Directions for this task
Tally the lines of the records below that contain the word "seared", and give only that number.

Information provided
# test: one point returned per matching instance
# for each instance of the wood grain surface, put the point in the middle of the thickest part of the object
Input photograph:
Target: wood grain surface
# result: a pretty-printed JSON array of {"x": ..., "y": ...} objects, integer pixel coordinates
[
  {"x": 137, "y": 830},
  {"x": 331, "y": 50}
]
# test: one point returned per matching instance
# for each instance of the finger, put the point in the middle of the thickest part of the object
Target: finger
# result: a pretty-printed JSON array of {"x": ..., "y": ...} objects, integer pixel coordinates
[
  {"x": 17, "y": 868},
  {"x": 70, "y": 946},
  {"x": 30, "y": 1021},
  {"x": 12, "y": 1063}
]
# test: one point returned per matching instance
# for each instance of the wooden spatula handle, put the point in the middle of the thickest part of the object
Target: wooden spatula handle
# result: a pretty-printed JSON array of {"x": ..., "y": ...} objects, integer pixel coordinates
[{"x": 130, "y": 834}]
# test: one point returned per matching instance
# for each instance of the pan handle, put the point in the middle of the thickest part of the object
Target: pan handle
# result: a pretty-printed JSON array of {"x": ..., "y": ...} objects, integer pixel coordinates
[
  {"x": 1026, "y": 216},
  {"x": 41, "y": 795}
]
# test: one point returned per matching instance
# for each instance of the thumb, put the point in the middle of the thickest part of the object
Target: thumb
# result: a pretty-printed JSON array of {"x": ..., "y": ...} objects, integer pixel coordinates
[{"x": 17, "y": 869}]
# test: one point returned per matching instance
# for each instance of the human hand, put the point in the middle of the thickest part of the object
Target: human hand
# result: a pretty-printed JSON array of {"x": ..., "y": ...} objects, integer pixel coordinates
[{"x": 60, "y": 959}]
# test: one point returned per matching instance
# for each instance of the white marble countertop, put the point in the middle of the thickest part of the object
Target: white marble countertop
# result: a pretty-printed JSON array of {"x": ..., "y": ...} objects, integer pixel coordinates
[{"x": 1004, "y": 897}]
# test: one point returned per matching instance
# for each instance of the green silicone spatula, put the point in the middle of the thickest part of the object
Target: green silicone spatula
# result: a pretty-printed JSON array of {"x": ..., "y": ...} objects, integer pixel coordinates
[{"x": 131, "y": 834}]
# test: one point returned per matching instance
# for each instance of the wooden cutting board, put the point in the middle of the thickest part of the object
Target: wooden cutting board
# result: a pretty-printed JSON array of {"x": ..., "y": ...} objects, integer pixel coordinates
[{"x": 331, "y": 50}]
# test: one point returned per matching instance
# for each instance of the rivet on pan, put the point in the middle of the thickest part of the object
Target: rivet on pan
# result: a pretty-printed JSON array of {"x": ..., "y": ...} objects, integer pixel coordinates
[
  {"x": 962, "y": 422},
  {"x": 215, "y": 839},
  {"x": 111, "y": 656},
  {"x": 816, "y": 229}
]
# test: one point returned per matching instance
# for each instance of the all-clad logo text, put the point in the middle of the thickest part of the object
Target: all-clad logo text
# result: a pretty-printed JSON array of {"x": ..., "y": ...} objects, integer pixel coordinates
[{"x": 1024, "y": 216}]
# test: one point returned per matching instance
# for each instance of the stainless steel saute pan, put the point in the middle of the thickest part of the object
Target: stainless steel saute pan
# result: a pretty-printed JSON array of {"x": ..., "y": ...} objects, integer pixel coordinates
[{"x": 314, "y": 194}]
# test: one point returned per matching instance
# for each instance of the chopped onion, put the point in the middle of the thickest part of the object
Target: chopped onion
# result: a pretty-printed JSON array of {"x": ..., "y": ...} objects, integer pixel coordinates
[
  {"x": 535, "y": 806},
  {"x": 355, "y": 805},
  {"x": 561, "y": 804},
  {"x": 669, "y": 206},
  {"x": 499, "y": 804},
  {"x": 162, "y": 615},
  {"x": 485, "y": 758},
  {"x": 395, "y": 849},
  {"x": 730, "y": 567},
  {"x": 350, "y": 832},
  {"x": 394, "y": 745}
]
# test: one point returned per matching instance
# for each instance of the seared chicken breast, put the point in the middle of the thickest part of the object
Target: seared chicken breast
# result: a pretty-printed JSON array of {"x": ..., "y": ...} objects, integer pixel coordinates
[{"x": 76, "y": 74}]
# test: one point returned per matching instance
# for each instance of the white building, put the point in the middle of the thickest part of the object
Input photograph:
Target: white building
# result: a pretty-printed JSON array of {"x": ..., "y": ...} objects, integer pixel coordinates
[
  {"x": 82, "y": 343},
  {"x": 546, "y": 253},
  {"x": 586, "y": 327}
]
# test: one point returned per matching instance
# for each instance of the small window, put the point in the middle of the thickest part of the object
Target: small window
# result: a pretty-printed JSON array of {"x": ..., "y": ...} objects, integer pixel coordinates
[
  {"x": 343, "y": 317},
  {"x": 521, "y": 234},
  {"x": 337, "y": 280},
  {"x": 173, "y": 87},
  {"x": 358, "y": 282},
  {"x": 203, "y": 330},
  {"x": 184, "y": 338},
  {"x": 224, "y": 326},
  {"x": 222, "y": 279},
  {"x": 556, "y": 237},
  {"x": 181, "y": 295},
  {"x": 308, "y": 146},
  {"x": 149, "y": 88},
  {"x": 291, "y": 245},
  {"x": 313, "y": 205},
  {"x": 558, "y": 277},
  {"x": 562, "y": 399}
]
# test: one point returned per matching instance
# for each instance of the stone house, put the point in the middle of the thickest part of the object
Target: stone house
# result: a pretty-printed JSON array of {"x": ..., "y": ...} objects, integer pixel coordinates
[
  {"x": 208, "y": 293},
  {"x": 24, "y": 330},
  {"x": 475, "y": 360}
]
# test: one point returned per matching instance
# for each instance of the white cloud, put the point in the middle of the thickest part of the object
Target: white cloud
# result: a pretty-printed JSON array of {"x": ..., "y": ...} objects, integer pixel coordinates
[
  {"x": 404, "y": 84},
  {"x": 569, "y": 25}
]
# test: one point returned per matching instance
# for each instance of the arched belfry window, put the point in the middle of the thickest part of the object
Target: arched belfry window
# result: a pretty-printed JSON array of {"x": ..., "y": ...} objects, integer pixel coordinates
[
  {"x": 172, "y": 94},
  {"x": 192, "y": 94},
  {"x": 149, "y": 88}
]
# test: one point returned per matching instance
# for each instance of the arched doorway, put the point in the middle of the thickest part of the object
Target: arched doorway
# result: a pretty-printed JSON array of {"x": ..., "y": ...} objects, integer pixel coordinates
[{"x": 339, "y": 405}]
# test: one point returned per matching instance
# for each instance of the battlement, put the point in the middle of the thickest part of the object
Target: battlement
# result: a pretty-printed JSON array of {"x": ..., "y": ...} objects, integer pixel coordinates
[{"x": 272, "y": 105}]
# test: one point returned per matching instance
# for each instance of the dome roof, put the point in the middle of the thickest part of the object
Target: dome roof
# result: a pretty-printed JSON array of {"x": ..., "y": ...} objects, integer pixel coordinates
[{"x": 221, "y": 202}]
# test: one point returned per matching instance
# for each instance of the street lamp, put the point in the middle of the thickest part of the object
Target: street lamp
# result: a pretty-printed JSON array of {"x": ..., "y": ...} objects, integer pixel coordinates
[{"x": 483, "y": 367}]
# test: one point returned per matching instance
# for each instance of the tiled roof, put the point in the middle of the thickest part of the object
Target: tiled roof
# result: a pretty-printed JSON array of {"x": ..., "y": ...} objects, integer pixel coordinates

The result
2